== DATASET EXCERPTS ==

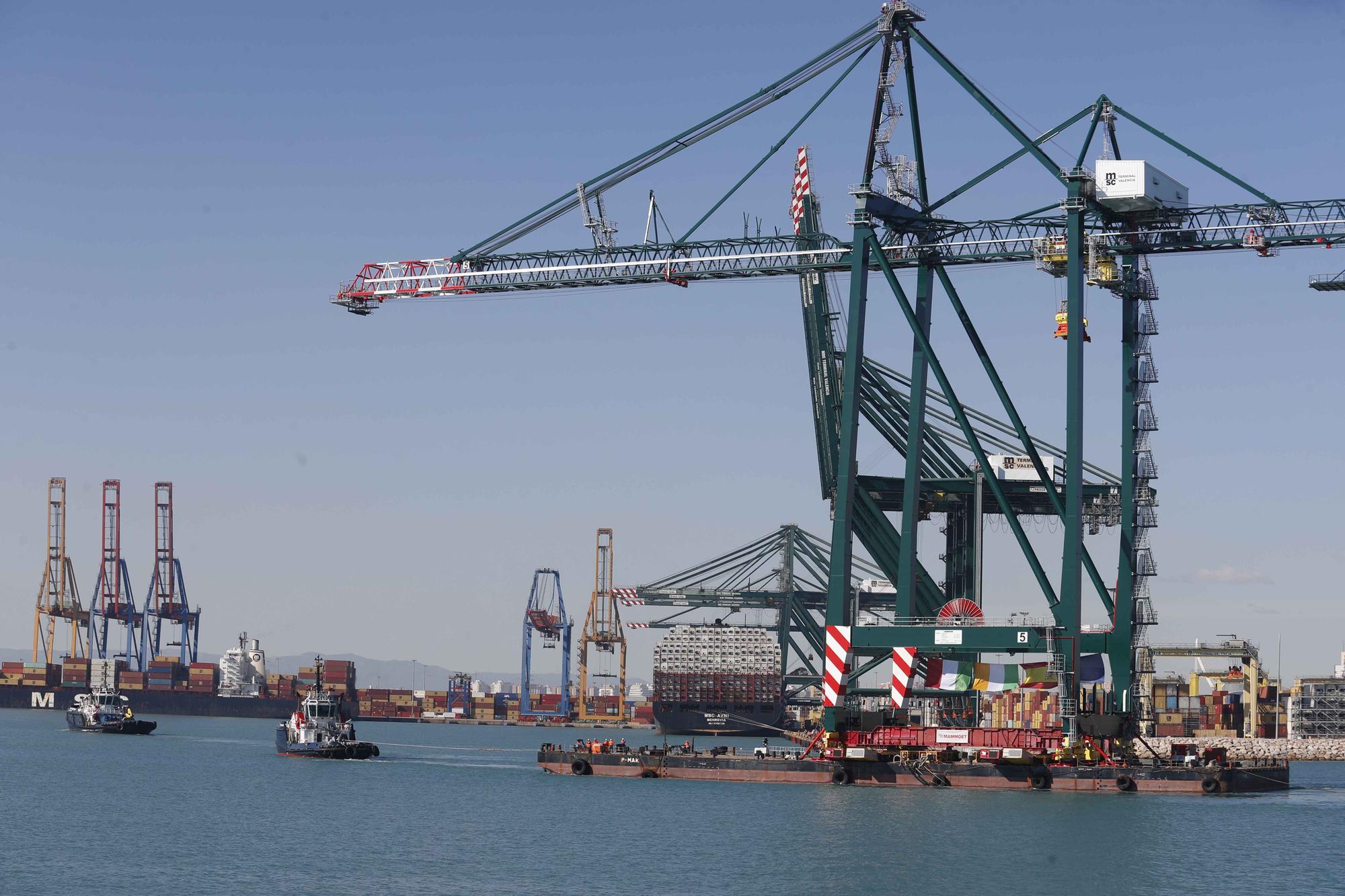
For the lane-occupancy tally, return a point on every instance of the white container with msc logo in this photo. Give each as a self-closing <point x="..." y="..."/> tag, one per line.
<point x="1133" y="185"/>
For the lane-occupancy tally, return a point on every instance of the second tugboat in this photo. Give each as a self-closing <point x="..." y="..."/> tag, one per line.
<point x="106" y="712"/>
<point x="319" y="729"/>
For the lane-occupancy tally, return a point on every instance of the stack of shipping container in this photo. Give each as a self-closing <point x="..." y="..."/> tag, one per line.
<point x="718" y="665"/>
<point x="202" y="678"/>
<point x="1022" y="709"/>
<point x="282" y="686"/>
<point x="40" y="674"/>
<point x="75" y="671"/>
<point x="11" y="673"/>
<point x="165" y="673"/>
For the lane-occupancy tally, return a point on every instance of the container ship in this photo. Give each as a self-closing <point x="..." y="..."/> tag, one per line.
<point x="718" y="680"/>
<point x="237" y="688"/>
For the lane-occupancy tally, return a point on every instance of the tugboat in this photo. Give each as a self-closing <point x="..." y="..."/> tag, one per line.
<point x="106" y="712"/>
<point x="319" y="729"/>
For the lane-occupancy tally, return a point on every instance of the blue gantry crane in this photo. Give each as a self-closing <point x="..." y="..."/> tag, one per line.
<point x="547" y="618"/>
<point x="114" y="604"/>
<point x="166" y="600"/>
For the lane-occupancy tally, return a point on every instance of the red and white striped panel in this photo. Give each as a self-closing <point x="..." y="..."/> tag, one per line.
<point x="837" y="666"/>
<point x="629" y="596"/>
<point x="802" y="188"/>
<point x="903" y="665"/>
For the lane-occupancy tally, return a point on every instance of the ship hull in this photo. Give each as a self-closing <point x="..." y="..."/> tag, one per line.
<point x="153" y="702"/>
<point x="1114" y="779"/>
<point x="728" y="720"/>
<point x="326" y="749"/>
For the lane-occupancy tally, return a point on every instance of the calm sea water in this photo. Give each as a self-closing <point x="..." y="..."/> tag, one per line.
<point x="205" y="806"/>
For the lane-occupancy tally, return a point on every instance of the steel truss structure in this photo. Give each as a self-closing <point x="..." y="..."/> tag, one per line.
<point x="785" y="573"/>
<point x="602" y="630"/>
<point x="166" y="600"/>
<point x="1074" y="237"/>
<point x="114" y="603"/>
<point x="59" y="595"/>
<point x="545" y="616"/>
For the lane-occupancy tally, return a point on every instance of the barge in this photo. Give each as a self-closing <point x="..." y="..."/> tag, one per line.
<point x="977" y="768"/>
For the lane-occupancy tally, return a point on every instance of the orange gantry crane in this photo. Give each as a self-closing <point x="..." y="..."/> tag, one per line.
<point x="59" y="596"/>
<point x="602" y="630"/>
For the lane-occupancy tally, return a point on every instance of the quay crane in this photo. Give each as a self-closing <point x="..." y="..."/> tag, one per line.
<point x="602" y="631"/>
<point x="1081" y="236"/>
<point x="545" y="616"/>
<point x="114" y="603"/>
<point x="166" y="602"/>
<point x="59" y="595"/>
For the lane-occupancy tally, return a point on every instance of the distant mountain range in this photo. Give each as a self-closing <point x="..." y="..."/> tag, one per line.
<point x="369" y="673"/>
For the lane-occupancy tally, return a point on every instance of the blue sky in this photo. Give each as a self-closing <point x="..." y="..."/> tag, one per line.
<point x="186" y="186"/>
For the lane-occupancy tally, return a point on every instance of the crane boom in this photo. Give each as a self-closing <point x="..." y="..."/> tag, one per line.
<point x="1199" y="229"/>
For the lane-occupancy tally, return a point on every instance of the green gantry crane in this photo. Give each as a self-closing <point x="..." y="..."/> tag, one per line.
<point x="1083" y="235"/>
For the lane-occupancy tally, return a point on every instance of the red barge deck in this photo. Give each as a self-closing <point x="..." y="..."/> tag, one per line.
<point x="792" y="768"/>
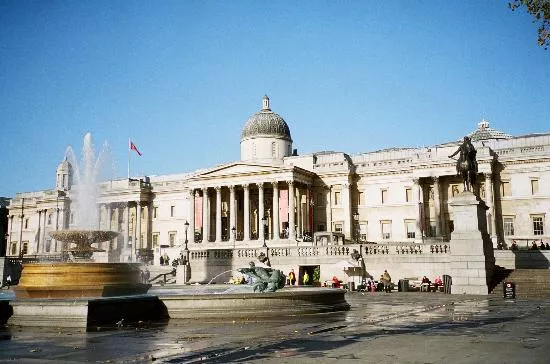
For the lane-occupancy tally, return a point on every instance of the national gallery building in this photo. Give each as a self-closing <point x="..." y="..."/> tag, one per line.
<point x="389" y="209"/>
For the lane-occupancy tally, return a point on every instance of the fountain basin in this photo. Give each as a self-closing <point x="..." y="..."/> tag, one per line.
<point x="188" y="304"/>
<point x="76" y="280"/>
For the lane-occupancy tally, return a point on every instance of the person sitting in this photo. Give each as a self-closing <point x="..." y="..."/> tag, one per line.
<point x="438" y="282"/>
<point x="425" y="284"/>
<point x="386" y="281"/>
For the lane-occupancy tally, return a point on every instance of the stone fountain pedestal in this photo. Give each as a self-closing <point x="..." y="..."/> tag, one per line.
<point x="472" y="256"/>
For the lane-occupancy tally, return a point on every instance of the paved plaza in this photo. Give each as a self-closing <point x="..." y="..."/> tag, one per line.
<point x="407" y="327"/>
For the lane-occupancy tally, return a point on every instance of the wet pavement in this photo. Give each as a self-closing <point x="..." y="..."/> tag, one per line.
<point x="408" y="327"/>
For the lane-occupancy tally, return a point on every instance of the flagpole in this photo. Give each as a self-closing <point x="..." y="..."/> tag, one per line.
<point x="129" y="151"/>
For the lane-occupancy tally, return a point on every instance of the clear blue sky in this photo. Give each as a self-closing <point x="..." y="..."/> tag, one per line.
<point x="182" y="77"/>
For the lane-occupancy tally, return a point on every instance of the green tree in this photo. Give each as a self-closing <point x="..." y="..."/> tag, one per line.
<point x="540" y="10"/>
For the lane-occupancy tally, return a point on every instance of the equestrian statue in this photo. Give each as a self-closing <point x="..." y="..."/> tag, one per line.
<point x="466" y="165"/>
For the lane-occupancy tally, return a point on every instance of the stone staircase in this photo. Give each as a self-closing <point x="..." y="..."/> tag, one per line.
<point x="530" y="283"/>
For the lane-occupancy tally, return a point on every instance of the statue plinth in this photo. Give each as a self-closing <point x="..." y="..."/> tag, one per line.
<point x="472" y="256"/>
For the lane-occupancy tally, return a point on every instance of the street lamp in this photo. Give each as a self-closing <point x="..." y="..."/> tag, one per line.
<point x="186" y="228"/>
<point x="356" y="219"/>
<point x="264" y="222"/>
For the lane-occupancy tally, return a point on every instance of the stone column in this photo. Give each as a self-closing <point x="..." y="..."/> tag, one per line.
<point x="205" y="216"/>
<point x="416" y="201"/>
<point x="218" y="214"/>
<point x="437" y="206"/>
<point x="191" y="221"/>
<point x="246" y="215"/>
<point x="299" y="215"/>
<point x="232" y="214"/>
<point x="261" y="212"/>
<point x="489" y="195"/>
<point x="138" y="227"/>
<point x="127" y="225"/>
<point x="276" y="226"/>
<point x="346" y="204"/>
<point x="291" y="221"/>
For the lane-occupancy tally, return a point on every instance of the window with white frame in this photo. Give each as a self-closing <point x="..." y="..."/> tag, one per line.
<point x="538" y="224"/>
<point x="386" y="229"/>
<point x="384" y="195"/>
<point x="508" y="225"/>
<point x="505" y="189"/>
<point x="410" y="226"/>
<point x="534" y="186"/>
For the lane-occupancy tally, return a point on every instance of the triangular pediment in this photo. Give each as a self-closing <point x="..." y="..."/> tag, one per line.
<point x="240" y="169"/>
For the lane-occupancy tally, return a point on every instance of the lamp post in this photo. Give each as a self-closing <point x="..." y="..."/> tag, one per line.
<point x="356" y="220"/>
<point x="264" y="222"/>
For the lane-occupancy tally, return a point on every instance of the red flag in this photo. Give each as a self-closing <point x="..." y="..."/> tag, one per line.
<point x="133" y="147"/>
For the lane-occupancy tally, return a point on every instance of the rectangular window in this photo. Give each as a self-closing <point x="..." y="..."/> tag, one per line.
<point x="505" y="189"/>
<point x="454" y="190"/>
<point x="534" y="186"/>
<point x="384" y="196"/>
<point x="386" y="230"/>
<point x="433" y="229"/>
<point x="410" y="225"/>
<point x="172" y="238"/>
<point x="408" y="194"/>
<point x="508" y="225"/>
<point x="538" y="225"/>
<point x="363" y="229"/>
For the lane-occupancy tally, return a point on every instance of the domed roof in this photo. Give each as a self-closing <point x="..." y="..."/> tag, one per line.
<point x="483" y="132"/>
<point x="266" y="123"/>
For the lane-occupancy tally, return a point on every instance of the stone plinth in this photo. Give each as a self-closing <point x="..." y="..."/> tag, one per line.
<point x="84" y="313"/>
<point x="472" y="258"/>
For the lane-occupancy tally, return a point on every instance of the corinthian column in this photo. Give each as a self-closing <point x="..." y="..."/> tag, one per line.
<point x="205" y="216"/>
<point x="261" y="212"/>
<point x="218" y="214"/>
<point x="246" y="212"/>
<point x="291" y="223"/>
<point x="275" y="210"/>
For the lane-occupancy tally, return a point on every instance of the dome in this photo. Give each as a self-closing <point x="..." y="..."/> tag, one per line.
<point x="266" y="123"/>
<point x="483" y="132"/>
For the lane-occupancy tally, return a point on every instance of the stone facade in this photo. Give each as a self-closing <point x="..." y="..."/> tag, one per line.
<point x="395" y="200"/>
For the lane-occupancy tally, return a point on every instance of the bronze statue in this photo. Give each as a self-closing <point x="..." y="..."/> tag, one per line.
<point x="264" y="279"/>
<point x="466" y="165"/>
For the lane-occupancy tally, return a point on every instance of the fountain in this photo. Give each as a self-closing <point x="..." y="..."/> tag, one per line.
<point x="81" y="291"/>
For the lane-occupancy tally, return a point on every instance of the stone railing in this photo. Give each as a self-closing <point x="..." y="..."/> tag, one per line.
<point x="343" y="251"/>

===

• EXERCISE GOAL:
Find "of the domed" in the data above, then repeat that line and all lines after it exactly, ending with the final line.

• EXERCISE RESPONSE:
For the lane-occupancy tally, return a point on every instance of the domed roof in this photo. Give each as a self-closing <point x="..." y="..."/> tag, one per line.
<point x="483" y="132"/>
<point x="266" y="123"/>
For the lane-occupancy tally, return a point on every instance of the stone plinth in this photo. Give each as a self-closing <point x="..." y="..."/> tag, one per line.
<point x="84" y="313"/>
<point x="472" y="258"/>
For the lane-occupancy tally, return a point on every instance of the corinthian column in this photo. Give each as a self-closing <point x="..." y="..."/> tag, one per line.
<point x="205" y="216"/>
<point x="261" y="212"/>
<point x="218" y="214"/>
<point x="246" y="212"/>
<point x="291" y="223"/>
<point x="275" y="210"/>
For the lane-occupancy tally, return a point on every instance of the dome in this photo. Give each as a self-closing <point x="..." y="..."/> tag, one per line.
<point x="266" y="123"/>
<point x="483" y="132"/>
For the lane-occupancy tally, return a point on every instance of the stone facade in this photo. Give each as a self-closing <point x="..." y="..."/> tag, one per line.
<point x="395" y="200"/>
For the lane-occupancy tally, return a point on every instance of the bronze statue in this photo. Give each as a self-closing <point x="..." y="..."/> tag, one per line.
<point x="264" y="279"/>
<point x="466" y="165"/>
For the lane-occupancy tally, return a point on every instance of the fountain in this photo. Give each as a self-closing <point x="..." y="..."/> tag, one per line.
<point x="81" y="291"/>
For the lane-occupancy tally, return a point on every instance of the stone railing in this photo. Give each as a self-closing <point x="..." y="..."/> tag, one per line.
<point x="343" y="251"/>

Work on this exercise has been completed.